- SUPPLIED RECORDS:
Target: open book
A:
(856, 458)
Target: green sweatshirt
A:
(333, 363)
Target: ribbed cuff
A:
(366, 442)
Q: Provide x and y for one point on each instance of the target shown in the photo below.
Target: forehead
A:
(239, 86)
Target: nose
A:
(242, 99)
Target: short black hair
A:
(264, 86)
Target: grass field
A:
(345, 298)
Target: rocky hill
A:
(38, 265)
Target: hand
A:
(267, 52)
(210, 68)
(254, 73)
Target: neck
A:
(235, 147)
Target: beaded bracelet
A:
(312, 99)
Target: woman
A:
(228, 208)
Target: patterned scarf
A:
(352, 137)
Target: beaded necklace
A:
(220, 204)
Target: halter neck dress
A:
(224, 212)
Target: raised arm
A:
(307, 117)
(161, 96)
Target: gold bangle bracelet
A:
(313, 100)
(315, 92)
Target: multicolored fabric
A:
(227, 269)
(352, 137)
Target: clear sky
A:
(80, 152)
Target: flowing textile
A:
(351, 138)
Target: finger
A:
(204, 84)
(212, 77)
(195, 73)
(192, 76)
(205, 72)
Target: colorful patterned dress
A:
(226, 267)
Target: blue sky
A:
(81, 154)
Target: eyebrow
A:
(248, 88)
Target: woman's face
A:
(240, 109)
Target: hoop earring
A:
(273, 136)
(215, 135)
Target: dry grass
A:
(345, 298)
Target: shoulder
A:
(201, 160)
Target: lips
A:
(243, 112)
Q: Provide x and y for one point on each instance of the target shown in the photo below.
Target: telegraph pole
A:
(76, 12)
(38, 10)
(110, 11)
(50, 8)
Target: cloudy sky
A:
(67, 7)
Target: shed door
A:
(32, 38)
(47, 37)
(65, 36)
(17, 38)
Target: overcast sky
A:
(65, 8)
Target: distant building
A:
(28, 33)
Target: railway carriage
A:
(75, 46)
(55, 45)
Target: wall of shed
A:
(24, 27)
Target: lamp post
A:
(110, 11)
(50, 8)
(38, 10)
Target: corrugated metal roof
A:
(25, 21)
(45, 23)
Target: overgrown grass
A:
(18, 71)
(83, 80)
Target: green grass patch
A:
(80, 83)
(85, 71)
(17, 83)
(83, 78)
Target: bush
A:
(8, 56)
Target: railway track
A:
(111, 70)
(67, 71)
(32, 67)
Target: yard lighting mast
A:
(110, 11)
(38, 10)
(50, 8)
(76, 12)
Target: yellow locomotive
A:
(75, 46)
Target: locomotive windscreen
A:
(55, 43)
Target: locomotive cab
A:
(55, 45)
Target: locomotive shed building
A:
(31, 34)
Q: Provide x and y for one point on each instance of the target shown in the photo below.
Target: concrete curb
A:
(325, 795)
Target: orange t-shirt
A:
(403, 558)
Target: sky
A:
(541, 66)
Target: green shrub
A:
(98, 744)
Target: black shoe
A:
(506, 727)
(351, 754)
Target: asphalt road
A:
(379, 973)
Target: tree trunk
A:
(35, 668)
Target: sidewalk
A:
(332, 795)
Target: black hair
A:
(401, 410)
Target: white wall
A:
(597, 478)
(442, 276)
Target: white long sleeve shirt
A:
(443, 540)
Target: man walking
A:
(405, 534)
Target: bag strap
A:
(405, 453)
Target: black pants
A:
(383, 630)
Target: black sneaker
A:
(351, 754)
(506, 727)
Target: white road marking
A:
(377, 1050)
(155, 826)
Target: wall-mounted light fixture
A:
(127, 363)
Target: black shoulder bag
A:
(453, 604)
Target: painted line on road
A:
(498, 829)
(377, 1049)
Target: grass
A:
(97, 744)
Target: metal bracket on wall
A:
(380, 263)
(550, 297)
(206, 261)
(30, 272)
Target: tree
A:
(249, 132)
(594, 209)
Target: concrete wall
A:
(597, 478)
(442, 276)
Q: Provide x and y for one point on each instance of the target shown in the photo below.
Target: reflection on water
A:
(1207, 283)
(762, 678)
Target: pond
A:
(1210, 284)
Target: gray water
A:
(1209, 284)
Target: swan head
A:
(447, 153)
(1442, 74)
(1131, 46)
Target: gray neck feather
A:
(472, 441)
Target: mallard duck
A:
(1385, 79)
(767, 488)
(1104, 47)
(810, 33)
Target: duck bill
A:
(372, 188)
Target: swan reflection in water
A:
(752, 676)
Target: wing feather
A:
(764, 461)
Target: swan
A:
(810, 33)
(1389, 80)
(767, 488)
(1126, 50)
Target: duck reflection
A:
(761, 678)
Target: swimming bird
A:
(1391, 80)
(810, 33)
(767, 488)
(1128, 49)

- YOUR GOAL:
Each entry must be printed again exactly as given.

- SOLVED EXERCISE:
Target: open book
A:
(856, 458)
Target: green sweatshirt
A:
(333, 363)
Target: ribbed cuff
A:
(366, 442)
Q: Provide x and y for one point on each instance of the target shown in the photo below.
Target: forehead
A:
(239, 86)
Target: nose
A:
(242, 99)
Target: short black hair
A:
(264, 86)
Target: grass field
A:
(345, 298)
Target: rocky hill
A:
(38, 265)
Target: hand
A:
(267, 52)
(210, 68)
(254, 73)
Target: neck
A:
(235, 147)
Target: beaded bracelet
A:
(312, 99)
Target: woman
A:
(228, 208)
Target: patterned scarf
A:
(352, 137)
Target: beaded necklace
A:
(220, 204)
Target: halter neck dress
A:
(224, 212)
Target: raised arm
A:
(307, 117)
(161, 96)
Target: gold bangle bracelet
A:
(313, 100)
(315, 92)
Target: multicolored fabric
A:
(227, 269)
(352, 137)
Target: clear sky
A:
(80, 152)
Target: flowing textile
A:
(351, 138)
Target: finger
A:
(204, 84)
(212, 77)
(195, 73)
(192, 76)
(205, 72)
Target: colorful patterned dress
A:
(226, 267)
Target: blue sky
A:
(81, 154)
Target: eyebrow
A:
(248, 88)
Target: woman's face
A:
(240, 109)
Target: hoop earring
A:
(273, 136)
(215, 135)
Target: dry grass
A:
(345, 298)
Target: shoulder
A:
(201, 160)
Target: lips
A:
(243, 112)
Q: Provide x and y for one point on each instance of the target shown in the photo below.
Target: telegraph pole
A:
(76, 12)
(38, 10)
(110, 11)
(50, 8)
Target: cloudy sky
A:
(67, 7)
Target: shed door
A:
(32, 38)
(47, 37)
(65, 36)
(17, 38)
Target: overcast sky
A:
(65, 8)
Target: distant building
A:
(28, 33)
Target: railway carriage
A:
(75, 46)
(55, 45)
Target: wall of shed
A:
(24, 27)
Target: lamp post
A:
(110, 11)
(50, 8)
(38, 10)
Target: corrugated metal roof
A:
(25, 21)
(45, 23)
Target: overgrown grass
A:
(18, 71)
(83, 80)
Target: green grass patch
A:
(80, 83)
(85, 71)
(17, 83)
(83, 78)
Target: bush
A:
(8, 56)
Target: railway track
A:
(111, 70)
(67, 71)
(32, 67)
Target: yard lighting mast
A:
(110, 11)
(38, 10)
(50, 8)
(76, 12)
Target: yellow locomotive
A:
(75, 46)
Target: locomotive windscreen
A:
(55, 43)
Target: locomotive cab
A:
(55, 45)
Target: locomotive shed building
A:
(31, 34)
Q: Provide x and y for one point on each instance of the target shown in the photo below.
Target: concrete curb
A:
(325, 795)
Target: orange t-shirt
A:
(403, 558)
Target: sky
A:
(541, 66)
Target: green shrub
A:
(98, 744)
Target: black shoe
A:
(506, 727)
(351, 754)
Target: asphalt road
A:
(379, 973)
Target: tree trunk
A:
(35, 668)
Target: sidewalk
A:
(332, 795)
Target: black hair
A:
(401, 410)
Target: white wall
A:
(597, 478)
(442, 276)
Target: white long sleeve shirt
A:
(443, 540)
Target: man walking
A:
(405, 534)
Target: bag strap
A:
(405, 453)
Target: black pants
A:
(383, 630)
Target: black sneaker
A:
(351, 754)
(506, 727)
Target: white road marking
A:
(377, 1050)
(155, 826)
Target: wall-mounted light fixture
A:
(127, 363)
Target: black shoulder bag
A:
(453, 604)
Target: painted line on road
A:
(498, 829)
(377, 1049)
Target: grass
A:
(97, 744)
Target: metal bracket on wall
A:
(380, 263)
(550, 297)
(206, 261)
(30, 272)
Target: tree
A:
(249, 132)
(594, 209)
Target: concrete wall
A:
(597, 478)
(442, 276)
Q: Provide x and y for one point on each instance of the target shown in the photo below.
Target: reflection on water
A:
(1207, 283)
(762, 678)
Target: pond
A:
(1210, 284)
Target: gray water
A:
(1209, 284)
Target: swan head
A:
(447, 153)
(1442, 74)
(1131, 46)
Target: gray neck feather
A:
(472, 441)
Target: mallard duck
A:
(1385, 79)
(767, 488)
(1104, 47)
(810, 33)
Target: duck bill
A:
(372, 188)
Target: swan reflection in water
A:
(752, 676)
Target: wing feather
A:
(764, 461)
Target: swan
A:
(810, 33)
(1389, 80)
(767, 488)
(1126, 50)
Target: duck reflection
A:
(761, 678)
Target: swimming bird
A:
(1391, 80)
(810, 33)
(767, 488)
(1128, 49)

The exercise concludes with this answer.